**Source text**:
****
Just yesterday, Brendan and I were sitting in a small helicopter, getting up in the air for a complicated shot as our deliriously awesome props team, Davin and Tyler installed a bison crossing sign to replicate the NWT. I had my headphones on connecting me to the helicopter pilot and to Brendan, and a walkie-talkie to Pierre, the irreverent Quebecois Assistant Director. I had to not shit my pants as the tiny machine dangled in the wind just above the trees while directing the pilot on speed and direction, Brendan on when to go and the actor how to go, all through separate communication devices. This was about the very limit of my brain's processing power. After 10 passes, we got the perfect fly-over shot, gliding above the desolate landscape with precise timing to come upon Larry walking on the edge of the road. This guy Joel Evans, we put him through some intense things in the 21 days of production. I mean, he got punched, he was set on fire, immersed in water for hours, made to cry real tears, got scars applied to his skin, got to kiss a babe, learned stunts and faced hungry wolves. He is my hero. I dream of a great acting career for him, one in which he gets to play a spaceship captain, a small time robber, a sleazy lawyer and a romantic conqueror (preferably not all at once). But first, he must finish high school and win some volleyball tournaments.

On the last day of production, alight with the relief of having avoided major accidents, disasters and actors storming off the set, knowing that powerful moments have been captured and the cast and crew did brilliant work, I strap my six-month-old child to my back during the morning preparations. He has been the set baby, hanging on my boobs at lunch breaks during meetings with the very understanding crew. I could not have done this, any of this, without my supportive and brilliant man, Adam, my partner in crime and fellow dreamer.

The camera rolls on the last shot: Benjamin as Jed and Joel as Larry, sitting by a makeshift fire, after Larry survived being ostracized, alone in the wolf-infested Northern wild, his mind torn apart by visions of the past. Benjamin as Jed expertly skins a martin and places it on the fire while Joel as Larry displays fear for the first time in his life. Jed takes him in and tells him: "A person has maybe three chances in life to stare down the devil right in the eyeballs. This is your most important one. Don't turn your back." Cut. The entire team breaks out in joy. Some weep. We embrace and head for celebratory beers, knowing we have something special.
****
**Aim of the exercise**: Can you return the passage about the film shoot word for word, starting with "On the last day" and going on through "and fellow dreamer."? This data has nothing to do with the passage about the film shoot.

**Provided information**:
****
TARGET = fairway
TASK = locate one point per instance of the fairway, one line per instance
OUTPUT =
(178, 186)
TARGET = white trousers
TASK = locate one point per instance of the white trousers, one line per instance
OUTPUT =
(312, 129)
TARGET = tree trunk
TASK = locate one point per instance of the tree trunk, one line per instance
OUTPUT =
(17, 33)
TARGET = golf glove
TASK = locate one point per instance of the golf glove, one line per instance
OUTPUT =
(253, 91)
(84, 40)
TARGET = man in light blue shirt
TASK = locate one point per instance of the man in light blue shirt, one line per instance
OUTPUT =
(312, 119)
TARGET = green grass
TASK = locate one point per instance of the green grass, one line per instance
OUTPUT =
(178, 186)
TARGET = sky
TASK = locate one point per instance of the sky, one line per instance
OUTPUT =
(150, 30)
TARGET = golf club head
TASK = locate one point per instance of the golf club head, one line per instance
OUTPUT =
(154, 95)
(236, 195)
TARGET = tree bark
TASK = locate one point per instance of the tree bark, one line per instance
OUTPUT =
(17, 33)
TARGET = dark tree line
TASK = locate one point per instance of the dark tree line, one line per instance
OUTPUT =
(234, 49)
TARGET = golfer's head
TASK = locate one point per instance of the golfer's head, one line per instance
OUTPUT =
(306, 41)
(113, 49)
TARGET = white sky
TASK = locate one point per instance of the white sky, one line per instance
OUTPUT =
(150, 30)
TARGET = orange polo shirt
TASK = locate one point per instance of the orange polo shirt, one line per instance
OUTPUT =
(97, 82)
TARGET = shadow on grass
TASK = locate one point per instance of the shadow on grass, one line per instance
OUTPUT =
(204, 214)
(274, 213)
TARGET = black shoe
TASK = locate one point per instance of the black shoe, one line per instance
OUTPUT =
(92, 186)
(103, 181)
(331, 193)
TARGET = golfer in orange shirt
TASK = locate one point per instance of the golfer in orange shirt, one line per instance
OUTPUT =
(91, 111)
****
**Exercise solution**:
On the last day of production, alight with the relief of having avoided major accidents, disasters and actors storming off the set, knowing that powerful moments have been captured and the cast and crew did brilliant work, I strap my six-month-old child to my back during the morning preparations. He has been the set baby, hanging on my boobs at lunch breaks during meetings with the very understanding crew. I could not have done this, any of this, without my supportive and brilliant man, Adam, my partner in crime and fellow dreamer.